### WHAT YOU WILL DO
Can you arrange the material, from its first line through the line containing "positive clicks: (300, 22)", into a Markdown table with a Row column for the row number and a Line column for the line, leaving out any blank lines?

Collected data

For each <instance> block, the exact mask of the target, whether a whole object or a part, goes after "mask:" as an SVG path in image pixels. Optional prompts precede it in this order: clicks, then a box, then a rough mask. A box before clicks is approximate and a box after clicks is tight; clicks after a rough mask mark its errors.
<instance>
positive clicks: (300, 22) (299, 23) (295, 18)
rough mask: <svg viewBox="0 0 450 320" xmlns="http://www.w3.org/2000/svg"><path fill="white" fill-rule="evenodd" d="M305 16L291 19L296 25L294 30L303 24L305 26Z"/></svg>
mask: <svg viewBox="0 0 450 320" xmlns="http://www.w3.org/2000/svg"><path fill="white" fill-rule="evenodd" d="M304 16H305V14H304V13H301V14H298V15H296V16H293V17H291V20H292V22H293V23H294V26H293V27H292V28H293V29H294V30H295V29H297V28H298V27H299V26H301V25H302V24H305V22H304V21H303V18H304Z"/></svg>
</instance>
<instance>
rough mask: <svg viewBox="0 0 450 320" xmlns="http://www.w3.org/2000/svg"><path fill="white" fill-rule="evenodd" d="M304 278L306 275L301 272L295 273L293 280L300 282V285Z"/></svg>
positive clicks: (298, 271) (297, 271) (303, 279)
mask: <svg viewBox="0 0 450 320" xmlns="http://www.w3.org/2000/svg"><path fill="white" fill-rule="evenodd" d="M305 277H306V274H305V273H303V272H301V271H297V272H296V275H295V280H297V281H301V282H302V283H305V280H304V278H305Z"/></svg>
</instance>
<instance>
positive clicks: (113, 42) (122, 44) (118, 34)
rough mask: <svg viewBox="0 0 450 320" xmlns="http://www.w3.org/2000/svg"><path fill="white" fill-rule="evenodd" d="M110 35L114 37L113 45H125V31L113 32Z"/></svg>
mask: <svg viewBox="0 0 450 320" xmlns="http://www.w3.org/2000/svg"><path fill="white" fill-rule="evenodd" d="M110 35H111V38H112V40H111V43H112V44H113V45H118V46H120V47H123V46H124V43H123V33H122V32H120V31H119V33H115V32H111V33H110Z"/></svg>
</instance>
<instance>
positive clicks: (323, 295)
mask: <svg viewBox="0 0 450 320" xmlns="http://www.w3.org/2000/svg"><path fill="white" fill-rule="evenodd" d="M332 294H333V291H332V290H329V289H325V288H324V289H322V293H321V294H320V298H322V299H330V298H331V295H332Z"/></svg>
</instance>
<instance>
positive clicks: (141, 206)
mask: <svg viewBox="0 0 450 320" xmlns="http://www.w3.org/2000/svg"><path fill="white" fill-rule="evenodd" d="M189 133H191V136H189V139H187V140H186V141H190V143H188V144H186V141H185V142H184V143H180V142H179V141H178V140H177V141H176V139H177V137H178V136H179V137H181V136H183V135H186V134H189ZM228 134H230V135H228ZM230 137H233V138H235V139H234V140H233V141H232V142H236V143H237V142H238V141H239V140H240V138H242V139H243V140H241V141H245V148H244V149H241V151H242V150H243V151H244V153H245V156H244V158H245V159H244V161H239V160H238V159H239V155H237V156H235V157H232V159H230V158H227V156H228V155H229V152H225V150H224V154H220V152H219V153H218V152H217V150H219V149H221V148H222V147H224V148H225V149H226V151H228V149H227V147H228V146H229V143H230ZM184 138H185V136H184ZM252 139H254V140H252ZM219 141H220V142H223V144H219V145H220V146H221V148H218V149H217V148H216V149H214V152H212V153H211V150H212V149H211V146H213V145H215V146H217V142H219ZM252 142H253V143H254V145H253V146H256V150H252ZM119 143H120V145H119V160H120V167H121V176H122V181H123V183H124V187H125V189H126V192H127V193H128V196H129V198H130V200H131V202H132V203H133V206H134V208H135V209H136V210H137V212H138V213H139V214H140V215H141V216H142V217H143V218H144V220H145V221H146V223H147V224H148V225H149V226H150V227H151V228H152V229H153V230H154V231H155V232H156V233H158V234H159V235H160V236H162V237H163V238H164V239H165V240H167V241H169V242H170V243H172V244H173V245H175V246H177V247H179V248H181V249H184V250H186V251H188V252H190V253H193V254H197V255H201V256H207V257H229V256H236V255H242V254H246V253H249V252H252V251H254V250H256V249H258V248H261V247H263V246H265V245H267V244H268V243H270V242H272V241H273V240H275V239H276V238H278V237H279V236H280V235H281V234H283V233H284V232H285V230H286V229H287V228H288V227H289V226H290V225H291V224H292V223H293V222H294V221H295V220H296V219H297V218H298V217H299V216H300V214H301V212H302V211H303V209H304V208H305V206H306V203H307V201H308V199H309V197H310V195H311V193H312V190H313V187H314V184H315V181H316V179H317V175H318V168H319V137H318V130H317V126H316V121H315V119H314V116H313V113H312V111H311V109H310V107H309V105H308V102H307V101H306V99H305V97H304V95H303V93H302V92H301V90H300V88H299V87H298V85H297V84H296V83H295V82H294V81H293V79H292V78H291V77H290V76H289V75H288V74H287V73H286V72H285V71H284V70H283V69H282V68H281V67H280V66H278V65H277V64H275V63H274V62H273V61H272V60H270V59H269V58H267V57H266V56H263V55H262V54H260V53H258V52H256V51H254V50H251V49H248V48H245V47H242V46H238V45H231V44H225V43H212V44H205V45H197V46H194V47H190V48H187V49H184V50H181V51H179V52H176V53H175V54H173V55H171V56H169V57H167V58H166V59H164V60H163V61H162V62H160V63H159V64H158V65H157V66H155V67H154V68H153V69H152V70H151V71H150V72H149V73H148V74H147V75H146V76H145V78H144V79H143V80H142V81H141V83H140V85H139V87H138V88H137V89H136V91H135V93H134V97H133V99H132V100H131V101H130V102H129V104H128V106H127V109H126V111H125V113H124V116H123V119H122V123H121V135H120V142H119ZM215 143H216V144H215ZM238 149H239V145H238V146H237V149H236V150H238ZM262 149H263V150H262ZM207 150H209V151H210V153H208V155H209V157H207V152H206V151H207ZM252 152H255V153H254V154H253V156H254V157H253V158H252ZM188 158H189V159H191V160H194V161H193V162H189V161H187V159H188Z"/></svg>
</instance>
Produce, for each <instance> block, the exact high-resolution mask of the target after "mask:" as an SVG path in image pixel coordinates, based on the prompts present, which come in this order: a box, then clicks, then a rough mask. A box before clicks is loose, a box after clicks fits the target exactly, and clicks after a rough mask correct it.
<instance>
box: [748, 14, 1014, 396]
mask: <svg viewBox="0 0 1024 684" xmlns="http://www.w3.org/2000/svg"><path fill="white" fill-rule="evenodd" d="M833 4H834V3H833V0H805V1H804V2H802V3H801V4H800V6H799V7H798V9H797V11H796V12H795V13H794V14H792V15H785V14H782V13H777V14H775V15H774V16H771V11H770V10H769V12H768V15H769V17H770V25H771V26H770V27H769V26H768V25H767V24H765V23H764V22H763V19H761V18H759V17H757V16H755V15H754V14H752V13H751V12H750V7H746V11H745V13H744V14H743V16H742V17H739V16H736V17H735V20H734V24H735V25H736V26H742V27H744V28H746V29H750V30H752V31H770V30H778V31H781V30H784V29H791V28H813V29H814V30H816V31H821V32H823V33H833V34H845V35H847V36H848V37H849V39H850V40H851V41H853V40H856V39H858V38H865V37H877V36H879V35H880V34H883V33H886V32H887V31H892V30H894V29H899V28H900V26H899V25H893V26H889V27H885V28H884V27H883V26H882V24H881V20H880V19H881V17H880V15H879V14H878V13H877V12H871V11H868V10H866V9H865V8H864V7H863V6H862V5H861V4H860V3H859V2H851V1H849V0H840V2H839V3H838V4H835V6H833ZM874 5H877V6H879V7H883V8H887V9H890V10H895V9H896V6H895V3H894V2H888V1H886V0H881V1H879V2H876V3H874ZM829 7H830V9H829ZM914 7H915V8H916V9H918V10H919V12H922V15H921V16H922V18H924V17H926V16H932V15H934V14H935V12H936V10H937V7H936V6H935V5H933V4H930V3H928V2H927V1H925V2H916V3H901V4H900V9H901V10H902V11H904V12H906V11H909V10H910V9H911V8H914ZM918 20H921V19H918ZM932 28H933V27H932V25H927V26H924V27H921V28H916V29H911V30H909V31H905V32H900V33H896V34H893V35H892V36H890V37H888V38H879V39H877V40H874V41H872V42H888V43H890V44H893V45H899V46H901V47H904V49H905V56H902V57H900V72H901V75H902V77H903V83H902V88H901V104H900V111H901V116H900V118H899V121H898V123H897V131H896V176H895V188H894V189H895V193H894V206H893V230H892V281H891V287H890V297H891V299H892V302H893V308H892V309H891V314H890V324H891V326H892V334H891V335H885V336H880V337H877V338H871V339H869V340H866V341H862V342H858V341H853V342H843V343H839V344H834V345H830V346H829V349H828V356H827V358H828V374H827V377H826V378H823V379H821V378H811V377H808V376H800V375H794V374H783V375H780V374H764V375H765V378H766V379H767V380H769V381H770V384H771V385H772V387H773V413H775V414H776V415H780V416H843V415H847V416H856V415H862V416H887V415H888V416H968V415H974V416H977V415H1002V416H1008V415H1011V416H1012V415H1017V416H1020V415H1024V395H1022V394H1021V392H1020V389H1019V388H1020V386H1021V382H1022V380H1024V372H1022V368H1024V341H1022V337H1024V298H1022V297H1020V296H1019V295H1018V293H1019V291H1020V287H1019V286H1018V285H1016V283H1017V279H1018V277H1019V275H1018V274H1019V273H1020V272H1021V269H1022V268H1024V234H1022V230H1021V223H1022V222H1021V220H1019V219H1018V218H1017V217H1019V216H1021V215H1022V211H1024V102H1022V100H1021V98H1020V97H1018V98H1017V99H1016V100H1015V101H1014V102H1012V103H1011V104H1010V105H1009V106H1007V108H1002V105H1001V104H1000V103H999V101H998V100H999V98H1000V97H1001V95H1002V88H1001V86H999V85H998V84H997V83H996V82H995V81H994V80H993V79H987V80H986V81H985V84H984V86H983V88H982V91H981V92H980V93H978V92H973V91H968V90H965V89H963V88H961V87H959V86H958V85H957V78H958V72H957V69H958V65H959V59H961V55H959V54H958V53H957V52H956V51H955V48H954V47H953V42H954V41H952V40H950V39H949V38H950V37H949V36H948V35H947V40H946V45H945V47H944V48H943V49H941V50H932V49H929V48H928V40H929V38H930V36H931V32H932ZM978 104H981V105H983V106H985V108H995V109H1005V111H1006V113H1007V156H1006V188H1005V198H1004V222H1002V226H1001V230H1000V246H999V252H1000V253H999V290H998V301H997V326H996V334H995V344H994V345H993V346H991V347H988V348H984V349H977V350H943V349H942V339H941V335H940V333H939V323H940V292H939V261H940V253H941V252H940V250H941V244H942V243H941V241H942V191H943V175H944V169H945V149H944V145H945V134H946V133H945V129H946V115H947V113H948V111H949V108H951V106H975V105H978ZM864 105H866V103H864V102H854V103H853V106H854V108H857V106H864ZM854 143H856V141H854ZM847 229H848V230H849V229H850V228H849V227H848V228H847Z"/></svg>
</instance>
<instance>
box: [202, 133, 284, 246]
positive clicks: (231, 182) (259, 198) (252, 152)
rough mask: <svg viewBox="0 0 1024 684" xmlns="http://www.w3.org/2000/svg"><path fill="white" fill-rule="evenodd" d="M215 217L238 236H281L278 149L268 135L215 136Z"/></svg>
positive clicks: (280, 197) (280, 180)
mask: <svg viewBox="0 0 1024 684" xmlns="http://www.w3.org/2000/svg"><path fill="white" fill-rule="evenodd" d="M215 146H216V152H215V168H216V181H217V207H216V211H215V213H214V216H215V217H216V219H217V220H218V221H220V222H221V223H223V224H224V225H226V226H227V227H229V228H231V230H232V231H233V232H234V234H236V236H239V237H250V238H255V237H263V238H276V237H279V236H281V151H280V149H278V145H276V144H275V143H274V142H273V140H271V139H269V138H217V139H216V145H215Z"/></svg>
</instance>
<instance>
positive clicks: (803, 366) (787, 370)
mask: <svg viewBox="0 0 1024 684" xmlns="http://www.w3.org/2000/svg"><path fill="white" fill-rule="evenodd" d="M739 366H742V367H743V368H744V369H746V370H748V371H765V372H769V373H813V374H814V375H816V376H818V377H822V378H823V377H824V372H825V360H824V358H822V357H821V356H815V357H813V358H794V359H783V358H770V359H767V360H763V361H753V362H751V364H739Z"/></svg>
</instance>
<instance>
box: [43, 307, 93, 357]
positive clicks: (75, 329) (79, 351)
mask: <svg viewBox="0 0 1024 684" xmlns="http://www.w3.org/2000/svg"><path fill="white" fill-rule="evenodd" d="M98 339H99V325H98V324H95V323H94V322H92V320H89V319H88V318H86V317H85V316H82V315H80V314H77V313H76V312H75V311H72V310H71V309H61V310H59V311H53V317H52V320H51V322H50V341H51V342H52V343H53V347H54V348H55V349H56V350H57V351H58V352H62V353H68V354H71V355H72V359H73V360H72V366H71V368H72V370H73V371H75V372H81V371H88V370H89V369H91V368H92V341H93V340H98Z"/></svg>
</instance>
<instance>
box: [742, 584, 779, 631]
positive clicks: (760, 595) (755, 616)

### RESULT BELOW
| Row | Line |
|---|---|
| 1 | For each <instance> block, the exact mask of the target, whether a whole object or a part, goes after "mask:" as an SVG path in image pixels. Optional prompts precede it in this order: clicks, then a box, then a rough mask. A box before clicks is approximate and a box after clicks is tight; clicks after a rough mask mark its errors. |
| 2 | <instance> |
| 3 | positive clicks: (300, 22) (299, 23) (295, 18) |